:: BRANO FORNITO ::
Occorre quindi intervenire sugli attori e sui risultati, con opportuni
rimedi.
Demos (popolo): oggi esercita la sua sovranità fidandosi di chi
manovra, cioè di chi confeziona le liste e di chi le finanzia; e sceglie in
base alla quantità di propaganda che i candidati ricevono nelle varie forme, quindi
in base alla simpatia e alla popolarità, raramente per la competenza. A esempio,
se un personaggio di moda si presenta alle elezioni, non importa con chi,
stravince. È successo tante volte, da noi un comico ha creato un partito dal
nulla ed è arrivato ad avere la maggioranza relativa dei voti (oltre un terzo,
elezioni 2018). È un sistema spettacolo, divertente magari, purtroppo
autolesionistico: equivale a scegliere il primario di cardiochirurgia in base a
elezioni, e non alle competenze certificate. Per cui l’ultimo arrivato (pur palesemente
incapace) se ben sponsorizzato può prendere più voti e ottenere il posto. Ma
chi si farebbe operare?
:::
- COMPITO ASSEGNATO 1:
Conta le righe che contengono la stringa "panel", distinguendo tra maiuscole e minuscole. Indica soltanto il numero.
Il brano e le righe non hanno alcun legame tra loro.
:: RIGHE DI DATI ::
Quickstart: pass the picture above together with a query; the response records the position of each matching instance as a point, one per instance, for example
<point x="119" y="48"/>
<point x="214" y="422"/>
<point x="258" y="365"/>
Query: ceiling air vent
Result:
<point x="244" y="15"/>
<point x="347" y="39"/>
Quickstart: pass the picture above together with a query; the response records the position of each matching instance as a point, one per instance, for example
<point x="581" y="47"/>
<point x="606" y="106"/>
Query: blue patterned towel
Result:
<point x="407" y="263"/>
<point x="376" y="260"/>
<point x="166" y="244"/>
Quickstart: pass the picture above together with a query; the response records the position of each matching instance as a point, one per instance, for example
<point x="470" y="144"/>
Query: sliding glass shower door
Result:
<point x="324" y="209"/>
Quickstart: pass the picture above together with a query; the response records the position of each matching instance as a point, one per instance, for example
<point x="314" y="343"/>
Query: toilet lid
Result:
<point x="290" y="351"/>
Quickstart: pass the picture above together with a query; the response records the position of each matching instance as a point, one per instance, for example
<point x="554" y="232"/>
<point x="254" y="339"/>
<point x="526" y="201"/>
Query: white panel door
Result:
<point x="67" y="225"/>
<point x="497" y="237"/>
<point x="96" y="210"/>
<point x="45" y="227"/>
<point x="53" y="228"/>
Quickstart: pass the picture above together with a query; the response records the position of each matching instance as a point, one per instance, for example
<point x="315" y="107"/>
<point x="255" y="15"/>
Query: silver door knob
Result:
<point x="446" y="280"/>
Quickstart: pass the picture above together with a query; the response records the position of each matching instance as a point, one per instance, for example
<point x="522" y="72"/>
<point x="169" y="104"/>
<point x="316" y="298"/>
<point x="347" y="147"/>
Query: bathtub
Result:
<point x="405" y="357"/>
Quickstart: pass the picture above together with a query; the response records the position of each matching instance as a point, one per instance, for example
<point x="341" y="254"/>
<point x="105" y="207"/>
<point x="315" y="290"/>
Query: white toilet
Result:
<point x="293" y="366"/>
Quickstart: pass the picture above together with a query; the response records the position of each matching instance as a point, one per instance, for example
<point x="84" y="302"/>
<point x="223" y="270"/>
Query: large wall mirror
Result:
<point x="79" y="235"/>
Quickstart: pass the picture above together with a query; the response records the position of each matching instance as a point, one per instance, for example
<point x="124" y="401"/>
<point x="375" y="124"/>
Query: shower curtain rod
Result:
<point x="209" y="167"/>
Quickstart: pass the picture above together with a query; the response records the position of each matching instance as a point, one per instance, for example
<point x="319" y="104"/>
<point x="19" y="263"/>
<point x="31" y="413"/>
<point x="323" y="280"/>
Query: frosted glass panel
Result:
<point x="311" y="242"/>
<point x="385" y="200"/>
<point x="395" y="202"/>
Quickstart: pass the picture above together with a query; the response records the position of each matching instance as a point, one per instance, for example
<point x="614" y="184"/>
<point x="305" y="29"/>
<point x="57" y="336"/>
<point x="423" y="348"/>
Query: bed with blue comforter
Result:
:::
:: RIGHE DI DATI ::
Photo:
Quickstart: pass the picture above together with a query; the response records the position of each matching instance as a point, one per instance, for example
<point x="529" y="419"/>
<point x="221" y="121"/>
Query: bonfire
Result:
:::
:: RIGHE DI DATI ::
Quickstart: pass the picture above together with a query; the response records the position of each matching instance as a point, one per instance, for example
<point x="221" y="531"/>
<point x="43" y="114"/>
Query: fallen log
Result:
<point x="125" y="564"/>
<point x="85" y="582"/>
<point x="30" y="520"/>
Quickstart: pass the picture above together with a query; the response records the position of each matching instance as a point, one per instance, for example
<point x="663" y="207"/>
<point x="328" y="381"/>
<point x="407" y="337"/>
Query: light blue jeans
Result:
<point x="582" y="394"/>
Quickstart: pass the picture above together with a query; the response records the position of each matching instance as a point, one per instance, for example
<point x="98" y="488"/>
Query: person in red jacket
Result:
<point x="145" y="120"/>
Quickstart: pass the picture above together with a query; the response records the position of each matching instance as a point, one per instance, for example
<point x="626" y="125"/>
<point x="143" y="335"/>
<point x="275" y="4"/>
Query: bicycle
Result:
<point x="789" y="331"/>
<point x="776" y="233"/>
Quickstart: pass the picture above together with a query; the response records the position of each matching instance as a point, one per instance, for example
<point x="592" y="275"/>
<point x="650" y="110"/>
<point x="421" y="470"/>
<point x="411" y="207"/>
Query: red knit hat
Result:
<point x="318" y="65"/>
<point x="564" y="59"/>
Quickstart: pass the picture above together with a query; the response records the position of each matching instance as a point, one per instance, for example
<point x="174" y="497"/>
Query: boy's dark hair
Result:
:::
- COMPITO ASSEGNATO 2:
Riporta senza modifiche la porzione del brano sul voto popolare che parte dalle parole "Demos (popolo): oggi" e si chiude dopo "si farebbe operare?".

- RISULTATO DELL'ESERCIZIO 1:
2

- RISULTATO DELL'ESERCIZIO 2:
Demos (popolo): oggi esercita la sua sovranità fidandosi di chi
manovra, cioè di chi confeziona le liste e di chi le finanzia; e sceglie in
base alla quantità di propaganda che i candidati ricevono nelle varie forme, quindi
in base alla simpatia e alla popolarità, raramente per la competenza. A esempio,
se un personaggio di moda si presenta alle elezioni, non importa con chi,
stravince. È successo tante volte, da noi un comico ha creato un partito dal
nulla ed è arrivato ad avere la maggioranza relativa dei voti (oltre un terzo,
elezioni 2018). È un sistema spettacolo, divertente magari, purtroppo
autolesionistico: equivale a scegliere il primario di cardiochirurgia in base a
elezioni, e non alle competenze certificate. Per cui l’ultimo arrivato (pur palesemente
incapace) se ben sponsorizzato può prendere più voti e ottenere il posto. Ma
chi si farebbe operare?